Dataset items
▼▼▼
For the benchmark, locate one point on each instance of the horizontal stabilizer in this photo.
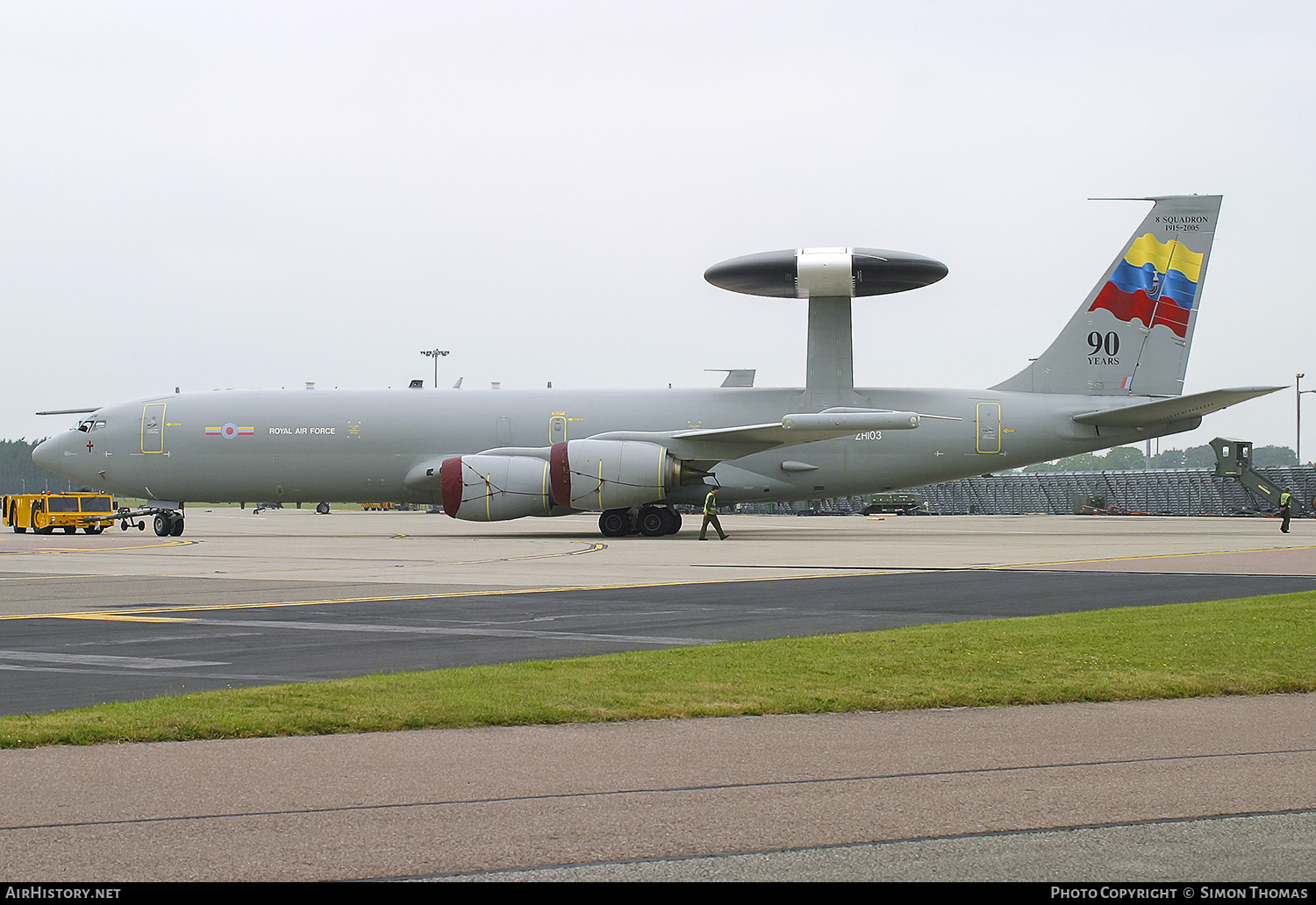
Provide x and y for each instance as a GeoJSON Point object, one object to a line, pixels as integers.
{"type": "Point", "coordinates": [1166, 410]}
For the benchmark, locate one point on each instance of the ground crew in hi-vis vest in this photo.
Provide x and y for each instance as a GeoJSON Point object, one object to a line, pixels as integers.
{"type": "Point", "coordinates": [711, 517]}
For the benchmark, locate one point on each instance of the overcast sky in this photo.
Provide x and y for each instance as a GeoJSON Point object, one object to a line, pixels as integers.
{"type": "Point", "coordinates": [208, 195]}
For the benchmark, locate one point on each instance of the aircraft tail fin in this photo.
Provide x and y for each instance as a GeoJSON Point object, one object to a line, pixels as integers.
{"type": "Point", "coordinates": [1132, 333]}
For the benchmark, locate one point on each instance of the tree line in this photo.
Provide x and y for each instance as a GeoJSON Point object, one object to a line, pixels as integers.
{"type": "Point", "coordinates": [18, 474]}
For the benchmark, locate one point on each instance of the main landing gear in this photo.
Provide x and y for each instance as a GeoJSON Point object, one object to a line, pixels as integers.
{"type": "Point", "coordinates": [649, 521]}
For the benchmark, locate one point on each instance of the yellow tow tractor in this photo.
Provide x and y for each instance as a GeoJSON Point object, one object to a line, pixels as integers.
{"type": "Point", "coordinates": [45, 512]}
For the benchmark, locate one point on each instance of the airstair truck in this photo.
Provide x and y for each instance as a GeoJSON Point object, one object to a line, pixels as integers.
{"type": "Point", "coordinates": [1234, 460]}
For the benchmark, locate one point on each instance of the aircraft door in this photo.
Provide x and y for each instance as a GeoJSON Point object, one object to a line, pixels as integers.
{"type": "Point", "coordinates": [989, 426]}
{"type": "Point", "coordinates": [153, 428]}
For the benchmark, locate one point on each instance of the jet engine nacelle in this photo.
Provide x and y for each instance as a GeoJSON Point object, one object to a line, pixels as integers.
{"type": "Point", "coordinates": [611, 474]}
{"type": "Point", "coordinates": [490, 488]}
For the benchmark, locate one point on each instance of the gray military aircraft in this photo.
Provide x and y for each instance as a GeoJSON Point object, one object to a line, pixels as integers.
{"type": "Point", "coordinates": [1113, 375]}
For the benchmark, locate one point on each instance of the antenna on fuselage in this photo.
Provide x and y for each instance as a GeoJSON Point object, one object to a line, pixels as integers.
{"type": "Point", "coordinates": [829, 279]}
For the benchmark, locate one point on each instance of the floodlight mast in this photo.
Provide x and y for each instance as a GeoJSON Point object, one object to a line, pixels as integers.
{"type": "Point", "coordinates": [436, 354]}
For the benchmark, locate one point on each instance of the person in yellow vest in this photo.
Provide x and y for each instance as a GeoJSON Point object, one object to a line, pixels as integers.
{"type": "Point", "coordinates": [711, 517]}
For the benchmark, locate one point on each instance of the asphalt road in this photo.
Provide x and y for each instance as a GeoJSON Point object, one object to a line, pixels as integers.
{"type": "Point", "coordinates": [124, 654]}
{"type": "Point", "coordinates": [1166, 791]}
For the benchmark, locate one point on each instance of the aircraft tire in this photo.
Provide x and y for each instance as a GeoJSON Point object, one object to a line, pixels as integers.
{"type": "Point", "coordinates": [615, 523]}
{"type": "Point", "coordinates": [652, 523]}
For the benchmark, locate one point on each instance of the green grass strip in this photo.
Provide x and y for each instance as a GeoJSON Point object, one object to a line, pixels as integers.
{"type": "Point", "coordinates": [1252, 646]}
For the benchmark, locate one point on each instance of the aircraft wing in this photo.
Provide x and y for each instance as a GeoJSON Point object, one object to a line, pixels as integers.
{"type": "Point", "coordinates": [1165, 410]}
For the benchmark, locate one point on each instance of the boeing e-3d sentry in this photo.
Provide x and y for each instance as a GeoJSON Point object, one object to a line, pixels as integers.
▲▲▲
§ Direction: Write out the full set of lines verbatim, without the pictures.

§ The result:
For the benchmark, locate one point on each instance of the horizontal stabilizer in this photo.
Provide x and y for each instance as a GeoJSON Point object, one object to a line, pixels as integers.
{"type": "Point", "coordinates": [1166, 410]}
For the benchmark, locate one point on each instance of the ground crew in hi-vis vest in this photo.
Provide x and y for each instance as a GeoJSON Point object, one object to a line, pixels as integers.
{"type": "Point", "coordinates": [711, 517]}
For the benchmark, locate one point on each instance of the overcast sky in this photo.
Provide x and y for each instance as a GeoJSON Point object, one object to a line, pixels as integers.
{"type": "Point", "coordinates": [208, 195]}
For the benchmark, locate one point on each instance of the aircraft tail fin in this photo.
Provide x and y for each instance as a GeoJSON Point object, one object to a line, pixels as integers.
{"type": "Point", "coordinates": [1132, 333]}
For the benchmark, locate one point on each instance of the tree line in this photo.
Provide x and y for each instance as a GeoJSON Point object, one object to a line, pixels as integers.
{"type": "Point", "coordinates": [18, 474]}
For the benchmark, locate one point on each instance of the main landing gear in this photo.
Provide x and y for each instance as a GeoJSON Point object, one object to a line, pixels as integers.
{"type": "Point", "coordinates": [649, 521]}
For the benchmark, locate one point on each instance of the yellow tow tractor in this photo.
Provide x and y for each instance as a GeoJSON Point object, one object to a line, pixels as integers.
{"type": "Point", "coordinates": [45, 512]}
For the benchmark, locate one point on each instance of the airstair truck in this photo.
Provide x and y for each instance as a GeoJSON Point object, one object to a line, pixels as integers.
{"type": "Point", "coordinates": [1234, 460]}
For the benchmark, locate one point on each instance of the aircraft door in this photo.
Provide x and y for each instance as a GeoJSON Point object, one object to a line, pixels as integers.
{"type": "Point", "coordinates": [989, 426]}
{"type": "Point", "coordinates": [153, 428]}
For the benchmark, locate one point on each instance of the jet engine nacelle in this photo.
Provide x and y for each instance as a GeoJSON Point object, one object to a line, pixels as integers.
{"type": "Point", "coordinates": [611, 474]}
{"type": "Point", "coordinates": [490, 488]}
For the benchmark, locate one point on each instance of the gray military aircraft in this photo.
Provide x and y for each instance as a GeoJSON Point object, one object to a line, pixels as integers.
{"type": "Point", "coordinates": [1113, 375]}
For the benchmark, locate one point on each instance of the antenna on fuselage in this photo.
Provide x and y for each instance as a GeoJSON Point object, one object to a line, pixels as integers.
{"type": "Point", "coordinates": [829, 279]}
For the benchmark, locate one point on each instance of the floodlight mast in this photo.
Provide x and y for each instance as a GeoJSON Point object, one object to a line, pixels as integers.
{"type": "Point", "coordinates": [436, 354]}
For the benchmark, locate one point on each instance of the person in yellow vest in this photo.
Provide x and y for each instance as a GeoJSON Point object, one object to a line, pixels as integers.
{"type": "Point", "coordinates": [711, 517]}
For the benchmark, locate one point on each instance of the asphalt road in this photo.
Provide x and y for each instance as a GeoJSON Point object, one object to a line, pixels as integers.
{"type": "Point", "coordinates": [124, 654]}
{"type": "Point", "coordinates": [1166, 791]}
For the benchmark, locate one point on each instance of the aircraft tire in this photo.
Provide x and y for each instance as a GeoJSON Point object, one object to a line, pixels as integers.
{"type": "Point", "coordinates": [615, 523]}
{"type": "Point", "coordinates": [652, 523]}
For the benchmark, locate one point on each instance of the green grass strip in this photo.
Provide x and y for each instance as a GeoJSON Point object, one object to a line, pixels as integers.
{"type": "Point", "coordinates": [1252, 646]}
For the benchmark, locate one point on each instance of the aircraft wing in this photo.
Provide x and y for each instance as a GeoJSON Point object, one object to a line, pixels as integers.
{"type": "Point", "coordinates": [1165, 410]}
For the benchmark, locate one point on each instance of the boeing e-3d sentry in this photo.
Provide x and y for each instance as a GeoJSON Point object, one object to a line, pixels as integers.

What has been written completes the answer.